How to describe variants in ZRS, a regulatory sequence for the SHH gene that lies 1 Mb upstream of SHH in intron 5 of the LMBR1 gene? (Tracy Lester, Oxford, UK): NOTE: Variants in ZRS are associated with various limb abnormalities and to-date have been numbered according to a sequence which does not follow HGVS guidelines. Should we create a genomic reference sequence for SHH that includes 1 Mb of upstream sequence to encompass the ZRS region or should we number it according to the LMBR1 reference sequence?: A difficult case. We see 2 options; * simply describe the variants using a genomic reference sequence. * describe the variant in the LMBR1 gene variant database, which uses NM_022458.3 as a reference transcript. To link the variant to SHH you can add that no variants were found in the SHH gene (description c.=), classify it as "Affects function" and mention the effect of the variant on transcription/translation. This ensures the variant will be listed in the SHH database overview.
The recommendation for nucleotide numbering in a gene based on a genomic reference sequence works only if the reference sequence in the database is published as a single file. For my organism there is not yet a reliable genome assembly. For my gene of interest the genomic sequence is stored in multiple files, each containing one exon and partial flanking intron sequences. What should I do?: If no database file is available that contains the complete genomic sequence, such a file should be constructed and submitted to the database. For unsequenced sections in the introns N's can be used to fill gaps (the number of N's included can be used to get the intron to the estimated size). The accession.version number of the submitted file can than be used as a genomic reference sequence.
The basic recommendation is that the reference sequence used represents the major and largest transcript of the gene. The MANE Select transcript available from the MANE project (see Ensembl or NCBI) is preferred if it is a suitable reference for describing the variant. Variants present in alternative transcripts, not covered by the selected reference transcript, can be described based on annotated alternative transcript variants (e.g. NM_001099404.2, LRG_199t3) or protein isoforms (e.g. NP_001092874.1, LRG_199p3), preferring MANE Plus Clinical transcripts if specified by the MANE project. Contact the MANE project (MANEemail@example.com or firstname.lastname@example.org) if any pathogenic variants cannot be adequately described using available MANE transcripts.
- alternative promoter
- 5' of the major transcript, e.g. Dp427c brain-specific transcript 5' of the DMD gene
- inside gene, e.g. Dp260 retina-specific transcript in intron 29 of the DMD gene
- alternatively spliced exon
- alternative 3' terminal exon
- introns in 3' untranslated region (UTR)
- when an intron immediately follows the last nucleotide of the translation termination (stop) codon (e.g. position c.876), nucleotides in the intron are numbered like c.876+1, c.876+2, c.876+3, ..., c.*1-3, c.*1-2, c.*1-1.

┄┄┄┄┄┄┄┄┄┄

> **ACTIVITY**:
Copy the stretch of the reference sequence text from "- when an intron" through "c.*1-3, c.*1-2, c.*1-1." word for word.

┄┄┄┄┄┄┄┄┄┄

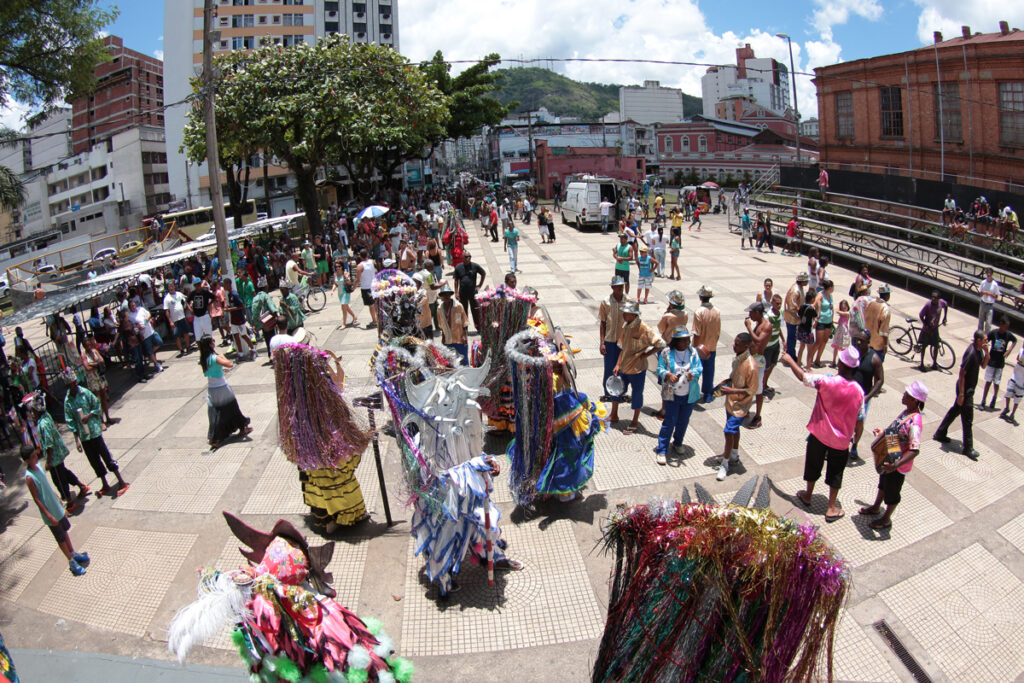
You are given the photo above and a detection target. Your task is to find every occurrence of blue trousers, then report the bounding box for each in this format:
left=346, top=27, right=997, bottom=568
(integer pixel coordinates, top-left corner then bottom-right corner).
left=700, top=351, right=718, bottom=400
left=654, top=396, right=694, bottom=454
left=785, top=323, right=797, bottom=358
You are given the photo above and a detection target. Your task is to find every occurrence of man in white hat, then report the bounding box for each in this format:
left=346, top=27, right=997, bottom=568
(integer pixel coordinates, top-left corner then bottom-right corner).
left=693, top=285, right=722, bottom=403
left=782, top=346, right=864, bottom=522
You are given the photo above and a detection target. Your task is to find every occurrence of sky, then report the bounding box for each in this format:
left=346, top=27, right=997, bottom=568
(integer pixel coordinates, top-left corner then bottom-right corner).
left=0, top=0, right=1024, bottom=127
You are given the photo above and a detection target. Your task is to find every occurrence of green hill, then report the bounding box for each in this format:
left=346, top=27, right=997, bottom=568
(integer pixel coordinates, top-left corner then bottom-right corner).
left=492, top=67, right=700, bottom=121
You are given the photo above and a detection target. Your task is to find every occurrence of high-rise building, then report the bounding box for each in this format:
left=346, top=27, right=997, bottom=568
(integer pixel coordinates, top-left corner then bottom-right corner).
left=700, top=43, right=790, bottom=118
left=164, top=0, right=398, bottom=213
left=72, top=36, right=164, bottom=154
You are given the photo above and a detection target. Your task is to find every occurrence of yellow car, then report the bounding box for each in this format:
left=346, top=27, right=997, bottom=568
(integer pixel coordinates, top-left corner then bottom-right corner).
left=118, top=240, right=145, bottom=258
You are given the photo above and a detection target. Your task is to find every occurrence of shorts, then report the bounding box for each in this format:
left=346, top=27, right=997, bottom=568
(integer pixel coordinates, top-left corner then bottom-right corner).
left=985, top=364, right=1002, bottom=386
left=171, top=317, right=191, bottom=339
left=879, top=472, right=906, bottom=505
left=193, top=313, right=213, bottom=341
left=722, top=415, right=746, bottom=434
left=47, top=515, right=71, bottom=546
left=918, top=330, right=939, bottom=346
left=804, top=434, right=850, bottom=489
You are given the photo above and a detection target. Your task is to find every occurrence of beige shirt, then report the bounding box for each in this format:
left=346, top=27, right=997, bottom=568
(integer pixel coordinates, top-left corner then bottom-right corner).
left=437, top=301, right=469, bottom=344
left=725, top=351, right=758, bottom=418
left=618, top=319, right=665, bottom=375
left=657, top=310, right=690, bottom=344
left=864, top=299, right=891, bottom=351
left=693, top=303, right=722, bottom=353
left=597, top=294, right=627, bottom=344
left=782, top=283, right=807, bottom=325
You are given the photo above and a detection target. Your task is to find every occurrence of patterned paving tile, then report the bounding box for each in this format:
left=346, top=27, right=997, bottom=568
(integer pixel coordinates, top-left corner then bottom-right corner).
left=879, top=544, right=1024, bottom=681
left=998, top=514, right=1024, bottom=553
left=833, top=613, right=900, bottom=683
left=114, top=449, right=249, bottom=514
left=242, top=444, right=385, bottom=515
left=401, top=520, right=604, bottom=656
left=914, top=440, right=1024, bottom=512
left=778, top=475, right=952, bottom=564
left=39, top=526, right=199, bottom=637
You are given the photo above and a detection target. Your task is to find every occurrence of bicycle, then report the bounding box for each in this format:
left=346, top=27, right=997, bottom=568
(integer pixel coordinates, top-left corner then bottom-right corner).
left=889, top=317, right=956, bottom=370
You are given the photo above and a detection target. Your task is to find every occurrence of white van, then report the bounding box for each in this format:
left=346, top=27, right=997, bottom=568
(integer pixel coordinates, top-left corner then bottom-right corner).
left=562, top=176, right=618, bottom=229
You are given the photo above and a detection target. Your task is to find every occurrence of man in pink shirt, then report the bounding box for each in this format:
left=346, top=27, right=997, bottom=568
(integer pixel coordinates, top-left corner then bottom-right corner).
left=782, top=346, right=864, bottom=522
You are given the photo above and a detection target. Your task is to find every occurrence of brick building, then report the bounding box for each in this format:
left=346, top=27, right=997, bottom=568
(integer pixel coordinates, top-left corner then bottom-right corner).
left=535, top=140, right=647, bottom=199
left=814, top=22, right=1024, bottom=187
left=72, top=36, right=164, bottom=154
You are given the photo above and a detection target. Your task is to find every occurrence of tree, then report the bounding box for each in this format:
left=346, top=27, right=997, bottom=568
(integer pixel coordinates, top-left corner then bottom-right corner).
left=0, top=0, right=117, bottom=208
left=207, top=35, right=447, bottom=233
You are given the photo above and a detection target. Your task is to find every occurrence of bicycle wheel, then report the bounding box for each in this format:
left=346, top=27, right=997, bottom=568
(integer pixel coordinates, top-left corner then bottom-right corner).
left=306, top=287, right=327, bottom=313
left=889, top=325, right=913, bottom=356
left=935, top=341, right=956, bottom=370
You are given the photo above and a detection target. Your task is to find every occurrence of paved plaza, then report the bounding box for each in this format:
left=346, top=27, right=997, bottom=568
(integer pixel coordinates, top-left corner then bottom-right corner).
left=0, top=210, right=1024, bottom=683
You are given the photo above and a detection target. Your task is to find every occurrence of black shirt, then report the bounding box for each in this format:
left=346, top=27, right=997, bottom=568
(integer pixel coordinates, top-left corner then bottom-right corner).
left=455, top=262, right=486, bottom=292
left=988, top=330, right=1017, bottom=368
left=961, top=344, right=985, bottom=394
left=188, top=289, right=213, bottom=317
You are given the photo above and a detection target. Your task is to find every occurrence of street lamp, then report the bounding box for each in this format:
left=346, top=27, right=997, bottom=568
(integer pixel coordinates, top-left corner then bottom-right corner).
left=775, top=33, right=800, bottom=166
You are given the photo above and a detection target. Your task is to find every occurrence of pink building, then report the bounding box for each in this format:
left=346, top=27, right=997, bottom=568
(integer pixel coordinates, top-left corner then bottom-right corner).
left=536, top=139, right=647, bottom=199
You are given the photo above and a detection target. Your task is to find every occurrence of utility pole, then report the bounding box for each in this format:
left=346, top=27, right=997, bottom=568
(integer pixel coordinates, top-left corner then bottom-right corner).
left=203, top=0, right=234, bottom=280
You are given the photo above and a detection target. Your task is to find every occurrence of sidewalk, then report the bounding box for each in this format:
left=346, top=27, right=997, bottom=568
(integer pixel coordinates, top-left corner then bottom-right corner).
left=10, top=649, right=249, bottom=683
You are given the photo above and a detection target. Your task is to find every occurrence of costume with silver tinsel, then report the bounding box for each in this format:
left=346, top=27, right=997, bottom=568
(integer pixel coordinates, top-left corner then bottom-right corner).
left=167, top=512, right=413, bottom=683
left=376, top=337, right=504, bottom=595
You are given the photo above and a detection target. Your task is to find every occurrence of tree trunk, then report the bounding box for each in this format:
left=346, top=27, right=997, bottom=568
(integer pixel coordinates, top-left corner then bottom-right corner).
left=291, top=166, right=324, bottom=236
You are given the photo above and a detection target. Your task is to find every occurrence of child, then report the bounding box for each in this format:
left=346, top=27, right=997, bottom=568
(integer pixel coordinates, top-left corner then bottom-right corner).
left=797, top=291, right=818, bottom=370
left=22, top=444, right=89, bottom=577
left=669, top=236, right=682, bottom=280
left=637, top=245, right=654, bottom=303
left=831, top=299, right=850, bottom=368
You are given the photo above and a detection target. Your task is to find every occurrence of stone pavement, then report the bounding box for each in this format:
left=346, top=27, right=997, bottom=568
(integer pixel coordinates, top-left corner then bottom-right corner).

┄┄┄┄┄┄┄┄┄┄

> **ANSWER BOX**:
- when an intron immediately follows the last nucleotide of the translation termination (stop) codon (e.g. position c.876), nucleotides in the intron are numbered like c.876+1, c.876+2, c.876+3, ..., c.*1-3, c.*1-2, c.*1-1.